=== What is needed ===
With the line that contains "Target: patterned tablecloth" as the first line, output exactly every line through the end of the material.

━━━━

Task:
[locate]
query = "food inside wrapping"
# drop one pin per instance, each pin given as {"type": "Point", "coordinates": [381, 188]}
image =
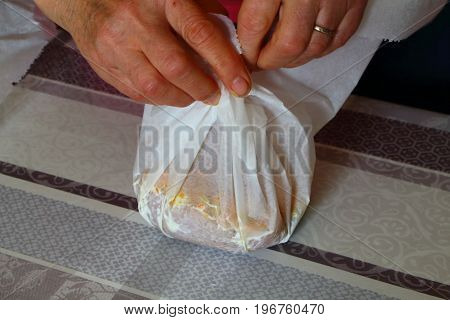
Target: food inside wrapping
{"type": "Point", "coordinates": [236, 209]}
{"type": "Point", "coordinates": [247, 185]}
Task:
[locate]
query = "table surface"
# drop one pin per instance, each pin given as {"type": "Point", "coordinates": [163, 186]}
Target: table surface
{"type": "Point", "coordinates": [378, 225]}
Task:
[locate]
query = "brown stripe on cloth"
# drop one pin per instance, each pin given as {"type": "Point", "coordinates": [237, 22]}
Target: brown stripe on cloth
{"type": "Point", "coordinates": [350, 130]}
{"type": "Point", "coordinates": [67, 185]}
{"type": "Point", "coordinates": [330, 259]}
{"type": "Point", "coordinates": [365, 269]}
{"type": "Point", "coordinates": [383, 167]}
{"type": "Point", "coordinates": [390, 139]}
{"type": "Point", "coordinates": [60, 62]}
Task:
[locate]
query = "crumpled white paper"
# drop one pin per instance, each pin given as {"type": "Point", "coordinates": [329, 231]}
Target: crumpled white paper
{"type": "Point", "coordinates": [234, 208]}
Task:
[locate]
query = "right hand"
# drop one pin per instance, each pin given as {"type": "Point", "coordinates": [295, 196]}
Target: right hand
{"type": "Point", "coordinates": [144, 48]}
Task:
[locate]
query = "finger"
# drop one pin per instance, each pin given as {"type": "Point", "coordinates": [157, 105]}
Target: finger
{"type": "Point", "coordinates": [119, 81]}
{"type": "Point", "coordinates": [292, 34]}
{"type": "Point", "coordinates": [150, 83]}
{"type": "Point", "coordinates": [212, 6]}
{"type": "Point", "coordinates": [210, 42]}
{"type": "Point", "coordinates": [330, 15]}
{"type": "Point", "coordinates": [348, 26]}
{"type": "Point", "coordinates": [179, 68]}
{"type": "Point", "coordinates": [254, 22]}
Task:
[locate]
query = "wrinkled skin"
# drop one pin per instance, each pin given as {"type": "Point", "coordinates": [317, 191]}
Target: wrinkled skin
{"type": "Point", "coordinates": [291, 22]}
{"type": "Point", "coordinates": [149, 49]}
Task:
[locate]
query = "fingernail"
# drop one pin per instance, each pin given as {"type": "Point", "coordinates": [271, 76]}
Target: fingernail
{"type": "Point", "coordinates": [240, 86]}
{"type": "Point", "coordinates": [213, 99]}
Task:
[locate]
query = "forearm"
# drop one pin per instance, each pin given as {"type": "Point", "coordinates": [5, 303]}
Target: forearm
{"type": "Point", "coordinates": [73, 15]}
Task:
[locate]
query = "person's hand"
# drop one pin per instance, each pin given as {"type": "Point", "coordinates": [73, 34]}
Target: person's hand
{"type": "Point", "coordinates": [294, 41]}
{"type": "Point", "coordinates": [145, 48]}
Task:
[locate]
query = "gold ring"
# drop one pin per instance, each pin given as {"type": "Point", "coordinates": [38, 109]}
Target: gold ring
{"type": "Point", "coordinates": [324, 30]}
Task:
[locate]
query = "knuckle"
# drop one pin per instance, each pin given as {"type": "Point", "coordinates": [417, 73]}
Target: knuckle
{"type": "Point", "coordinates": [291, 48]}
{"type": "Point", "coordinates": [340, 41]}
{"type": "Point", "coordinates": [198, 31]}
{"type": "Point", "coordinates": [255, 24]}
{"type": "Point", "coordinates": [151, 87]}
{"type": "Point", "coordinates": [316, 48]}
{"type": "Point", "coordinates": [176, 66]}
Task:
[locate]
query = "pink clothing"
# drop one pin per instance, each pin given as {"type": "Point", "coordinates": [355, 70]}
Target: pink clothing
{"type": "Point", "coordinates": [232, 7]}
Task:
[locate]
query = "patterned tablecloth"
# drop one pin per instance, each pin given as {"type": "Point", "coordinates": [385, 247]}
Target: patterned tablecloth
{"type": "Point", "coordinates": [378, 226]}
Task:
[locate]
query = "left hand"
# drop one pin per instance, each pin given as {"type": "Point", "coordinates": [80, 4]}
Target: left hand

━━━━

=== Exercise solution ===
Target: patterned tablecloth
{"type": "Point", "coordinates": [378, 226]}
Task:
[locate]
query = "left hand"
# drop one pin per instance, each pin given as {"type": "Point", "coordinates": [80, 4]}
Target: left hand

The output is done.